--- BEGIN ---
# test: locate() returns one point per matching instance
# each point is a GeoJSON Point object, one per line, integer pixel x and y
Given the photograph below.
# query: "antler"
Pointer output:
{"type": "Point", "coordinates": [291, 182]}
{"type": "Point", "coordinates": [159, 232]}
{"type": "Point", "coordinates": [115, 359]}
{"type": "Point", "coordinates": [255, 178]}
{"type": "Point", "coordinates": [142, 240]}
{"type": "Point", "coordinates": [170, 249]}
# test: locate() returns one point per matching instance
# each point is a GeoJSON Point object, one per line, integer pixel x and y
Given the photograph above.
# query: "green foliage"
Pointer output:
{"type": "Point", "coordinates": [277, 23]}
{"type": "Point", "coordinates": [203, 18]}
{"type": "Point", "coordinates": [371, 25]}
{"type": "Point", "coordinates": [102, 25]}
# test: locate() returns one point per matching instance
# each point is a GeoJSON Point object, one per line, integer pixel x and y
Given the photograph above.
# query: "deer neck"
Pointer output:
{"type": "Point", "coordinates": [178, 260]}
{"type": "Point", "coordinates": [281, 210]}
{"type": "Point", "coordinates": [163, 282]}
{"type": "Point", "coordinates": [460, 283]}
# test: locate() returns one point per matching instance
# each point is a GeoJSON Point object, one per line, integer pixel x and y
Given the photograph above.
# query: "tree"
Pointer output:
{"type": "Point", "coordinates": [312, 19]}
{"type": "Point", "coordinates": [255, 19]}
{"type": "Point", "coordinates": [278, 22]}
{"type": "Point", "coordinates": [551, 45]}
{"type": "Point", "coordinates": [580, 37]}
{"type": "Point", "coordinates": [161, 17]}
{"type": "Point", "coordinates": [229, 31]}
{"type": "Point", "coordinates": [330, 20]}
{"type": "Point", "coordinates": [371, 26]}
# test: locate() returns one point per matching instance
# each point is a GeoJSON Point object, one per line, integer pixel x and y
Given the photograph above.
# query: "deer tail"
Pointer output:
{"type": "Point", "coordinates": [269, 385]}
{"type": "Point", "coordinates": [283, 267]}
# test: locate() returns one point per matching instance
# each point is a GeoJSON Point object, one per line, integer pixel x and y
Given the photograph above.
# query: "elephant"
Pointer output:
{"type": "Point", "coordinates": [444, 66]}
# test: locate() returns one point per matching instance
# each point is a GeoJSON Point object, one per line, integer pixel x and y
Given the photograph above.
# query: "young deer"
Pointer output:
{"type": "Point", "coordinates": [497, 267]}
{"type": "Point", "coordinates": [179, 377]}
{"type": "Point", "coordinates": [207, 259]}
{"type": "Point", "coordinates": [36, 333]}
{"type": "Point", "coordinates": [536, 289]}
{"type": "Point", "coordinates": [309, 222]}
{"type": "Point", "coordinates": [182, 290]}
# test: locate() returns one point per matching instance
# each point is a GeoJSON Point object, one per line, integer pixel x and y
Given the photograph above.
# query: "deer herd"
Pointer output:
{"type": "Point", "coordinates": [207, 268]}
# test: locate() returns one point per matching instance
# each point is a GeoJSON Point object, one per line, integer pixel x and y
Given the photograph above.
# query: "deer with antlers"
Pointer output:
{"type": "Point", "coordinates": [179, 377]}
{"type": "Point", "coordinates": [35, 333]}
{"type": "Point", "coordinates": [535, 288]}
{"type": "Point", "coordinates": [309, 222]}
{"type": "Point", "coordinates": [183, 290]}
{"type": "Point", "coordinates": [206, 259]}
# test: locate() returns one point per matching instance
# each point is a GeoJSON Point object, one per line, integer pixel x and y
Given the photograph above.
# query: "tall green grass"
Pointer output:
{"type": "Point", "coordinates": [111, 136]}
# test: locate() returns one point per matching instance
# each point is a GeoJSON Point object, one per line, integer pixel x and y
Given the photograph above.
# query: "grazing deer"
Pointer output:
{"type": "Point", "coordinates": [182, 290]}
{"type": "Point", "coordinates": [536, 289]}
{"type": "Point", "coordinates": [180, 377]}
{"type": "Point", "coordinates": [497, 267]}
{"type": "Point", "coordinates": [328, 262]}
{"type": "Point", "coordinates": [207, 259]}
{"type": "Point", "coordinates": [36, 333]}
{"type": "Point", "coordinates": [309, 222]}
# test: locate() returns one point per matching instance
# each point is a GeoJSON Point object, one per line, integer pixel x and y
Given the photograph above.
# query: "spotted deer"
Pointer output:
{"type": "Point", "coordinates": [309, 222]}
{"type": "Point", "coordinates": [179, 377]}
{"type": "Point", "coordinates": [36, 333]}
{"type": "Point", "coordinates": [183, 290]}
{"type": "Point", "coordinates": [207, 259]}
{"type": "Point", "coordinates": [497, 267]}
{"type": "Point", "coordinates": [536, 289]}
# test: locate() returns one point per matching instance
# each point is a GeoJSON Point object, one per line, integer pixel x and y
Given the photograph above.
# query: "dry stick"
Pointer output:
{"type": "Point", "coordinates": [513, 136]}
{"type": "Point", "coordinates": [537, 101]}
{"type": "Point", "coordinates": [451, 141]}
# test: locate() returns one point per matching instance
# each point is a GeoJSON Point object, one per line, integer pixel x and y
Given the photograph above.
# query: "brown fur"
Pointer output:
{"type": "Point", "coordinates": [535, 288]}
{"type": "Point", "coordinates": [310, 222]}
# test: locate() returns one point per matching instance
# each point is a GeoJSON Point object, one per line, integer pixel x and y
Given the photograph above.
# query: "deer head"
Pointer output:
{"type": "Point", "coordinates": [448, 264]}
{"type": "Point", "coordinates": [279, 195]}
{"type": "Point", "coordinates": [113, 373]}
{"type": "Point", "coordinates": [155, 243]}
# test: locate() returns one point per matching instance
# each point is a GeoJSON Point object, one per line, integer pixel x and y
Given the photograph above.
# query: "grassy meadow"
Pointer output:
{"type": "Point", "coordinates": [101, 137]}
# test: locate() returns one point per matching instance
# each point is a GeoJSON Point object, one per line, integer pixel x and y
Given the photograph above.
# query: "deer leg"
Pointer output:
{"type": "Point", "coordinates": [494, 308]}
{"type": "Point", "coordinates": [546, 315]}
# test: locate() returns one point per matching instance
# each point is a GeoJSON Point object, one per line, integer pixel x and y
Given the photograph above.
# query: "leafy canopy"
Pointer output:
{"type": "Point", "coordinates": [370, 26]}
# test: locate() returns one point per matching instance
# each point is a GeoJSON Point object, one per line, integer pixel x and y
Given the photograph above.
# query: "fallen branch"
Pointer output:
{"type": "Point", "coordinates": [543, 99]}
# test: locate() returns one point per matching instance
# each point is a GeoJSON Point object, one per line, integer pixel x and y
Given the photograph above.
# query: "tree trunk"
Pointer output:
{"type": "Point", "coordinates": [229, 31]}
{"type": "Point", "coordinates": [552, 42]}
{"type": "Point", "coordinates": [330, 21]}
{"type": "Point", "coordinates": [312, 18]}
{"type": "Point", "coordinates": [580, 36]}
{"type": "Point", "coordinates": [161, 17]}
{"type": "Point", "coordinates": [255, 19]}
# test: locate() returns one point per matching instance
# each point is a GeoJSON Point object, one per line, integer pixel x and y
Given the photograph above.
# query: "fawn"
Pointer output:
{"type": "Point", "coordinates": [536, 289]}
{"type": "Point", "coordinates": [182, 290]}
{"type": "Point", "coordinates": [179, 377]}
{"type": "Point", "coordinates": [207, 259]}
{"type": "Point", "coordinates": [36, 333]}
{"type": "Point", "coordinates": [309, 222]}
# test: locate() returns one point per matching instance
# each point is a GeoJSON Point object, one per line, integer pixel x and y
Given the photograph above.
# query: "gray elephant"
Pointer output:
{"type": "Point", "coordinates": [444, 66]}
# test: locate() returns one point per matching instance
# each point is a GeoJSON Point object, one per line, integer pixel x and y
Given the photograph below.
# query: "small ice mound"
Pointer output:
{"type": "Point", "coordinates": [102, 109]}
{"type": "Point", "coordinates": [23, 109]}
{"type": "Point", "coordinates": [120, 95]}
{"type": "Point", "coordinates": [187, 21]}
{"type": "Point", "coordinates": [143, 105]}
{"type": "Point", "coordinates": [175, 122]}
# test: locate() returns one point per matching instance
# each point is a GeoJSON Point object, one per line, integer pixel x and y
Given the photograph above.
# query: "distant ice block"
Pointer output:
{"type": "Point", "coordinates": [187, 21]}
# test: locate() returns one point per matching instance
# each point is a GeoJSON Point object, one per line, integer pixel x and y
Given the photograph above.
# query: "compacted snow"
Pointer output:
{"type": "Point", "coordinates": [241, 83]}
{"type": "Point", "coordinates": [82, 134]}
--- END ---
§ **Task to carry out**
Return each line of the material above that contains the string "green".

§ **Worked solution**
# query: "green foliage"
# query: "tall green grass"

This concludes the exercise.